----- The data

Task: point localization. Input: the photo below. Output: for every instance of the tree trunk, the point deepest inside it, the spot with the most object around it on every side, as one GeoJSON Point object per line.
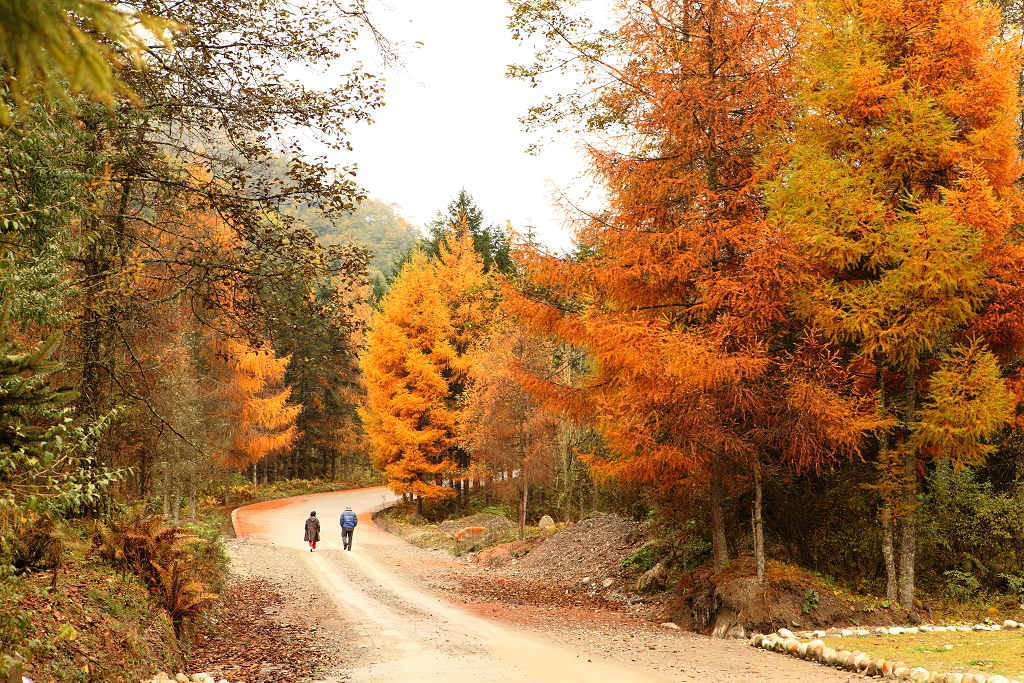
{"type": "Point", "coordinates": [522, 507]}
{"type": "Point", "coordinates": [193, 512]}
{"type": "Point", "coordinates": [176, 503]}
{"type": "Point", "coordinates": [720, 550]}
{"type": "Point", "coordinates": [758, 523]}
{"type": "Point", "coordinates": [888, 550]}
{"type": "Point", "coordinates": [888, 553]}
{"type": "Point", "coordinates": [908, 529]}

----------
----- The data

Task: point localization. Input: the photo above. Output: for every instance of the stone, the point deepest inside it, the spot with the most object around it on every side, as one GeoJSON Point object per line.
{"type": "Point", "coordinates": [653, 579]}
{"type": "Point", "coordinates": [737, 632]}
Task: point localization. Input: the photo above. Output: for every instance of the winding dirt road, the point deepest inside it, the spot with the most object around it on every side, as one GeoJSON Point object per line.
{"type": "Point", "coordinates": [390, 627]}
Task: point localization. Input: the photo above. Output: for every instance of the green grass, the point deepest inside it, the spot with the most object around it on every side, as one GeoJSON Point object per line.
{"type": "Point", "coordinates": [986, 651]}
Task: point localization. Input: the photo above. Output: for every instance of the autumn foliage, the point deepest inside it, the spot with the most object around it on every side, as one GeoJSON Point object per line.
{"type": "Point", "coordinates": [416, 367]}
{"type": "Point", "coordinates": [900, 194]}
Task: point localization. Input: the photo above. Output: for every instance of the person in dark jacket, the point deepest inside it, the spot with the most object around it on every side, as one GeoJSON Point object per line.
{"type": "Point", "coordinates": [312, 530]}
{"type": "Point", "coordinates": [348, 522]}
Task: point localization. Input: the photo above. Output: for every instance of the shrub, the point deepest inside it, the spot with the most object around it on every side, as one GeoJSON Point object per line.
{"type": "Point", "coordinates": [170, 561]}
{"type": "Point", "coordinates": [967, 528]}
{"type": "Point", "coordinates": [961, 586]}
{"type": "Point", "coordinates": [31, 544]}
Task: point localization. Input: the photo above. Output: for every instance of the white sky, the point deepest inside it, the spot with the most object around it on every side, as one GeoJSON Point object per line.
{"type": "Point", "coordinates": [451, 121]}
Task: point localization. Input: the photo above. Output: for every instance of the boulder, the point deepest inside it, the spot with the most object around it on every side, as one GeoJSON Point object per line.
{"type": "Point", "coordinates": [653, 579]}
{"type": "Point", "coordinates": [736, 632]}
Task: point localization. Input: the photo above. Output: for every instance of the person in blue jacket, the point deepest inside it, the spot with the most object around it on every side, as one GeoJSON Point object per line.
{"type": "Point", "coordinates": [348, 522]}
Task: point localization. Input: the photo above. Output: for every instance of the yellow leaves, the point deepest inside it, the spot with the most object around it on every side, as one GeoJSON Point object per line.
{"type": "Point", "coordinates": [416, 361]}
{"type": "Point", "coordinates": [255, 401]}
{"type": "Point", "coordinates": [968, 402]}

----------
----- The data

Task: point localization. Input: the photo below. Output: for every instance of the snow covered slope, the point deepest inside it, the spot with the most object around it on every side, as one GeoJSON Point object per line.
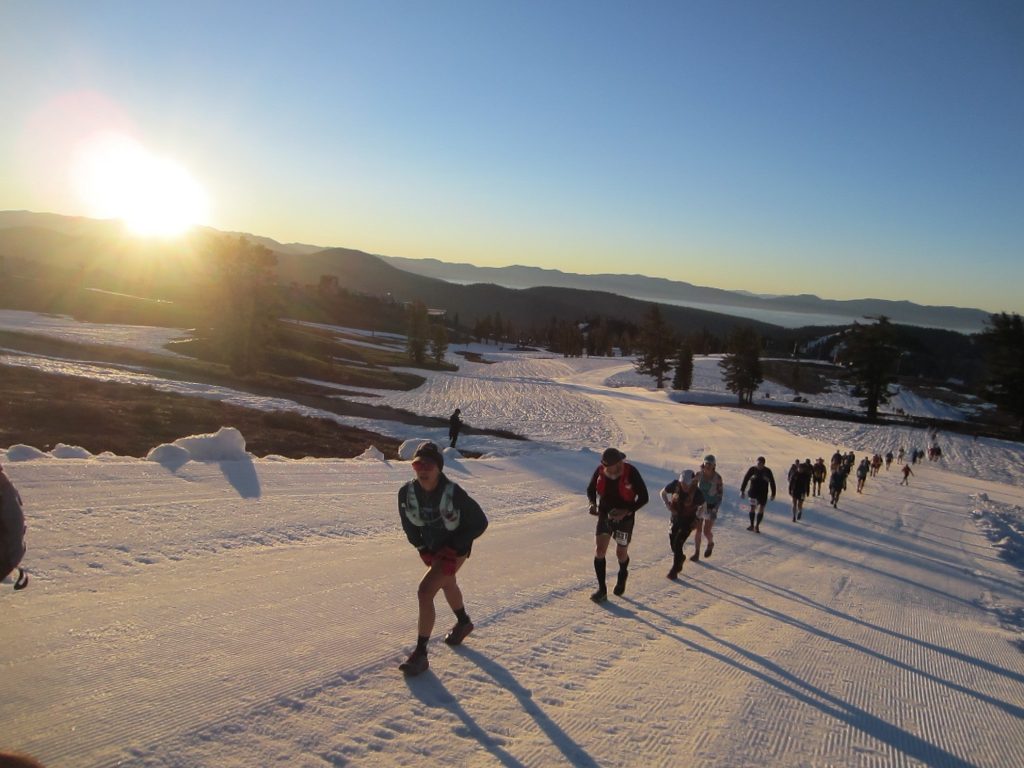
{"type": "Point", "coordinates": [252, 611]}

----------

Required task: Pick out each line of the items above that contains the word "person" and copy it.

Reply to the task:
Task: point localization. Input: the photo above. Output: for every instance of the person in dark jacket, the point deepest inside it, the spot with the most object around it on every side, as one GeoJSON Point object per line.
Task: point localization. Input: the photo above. Output: for every instance of the person in blue jacket, the point deepest inside it, the spot with the most object around it on every side, as one GeoJSON Point object per line.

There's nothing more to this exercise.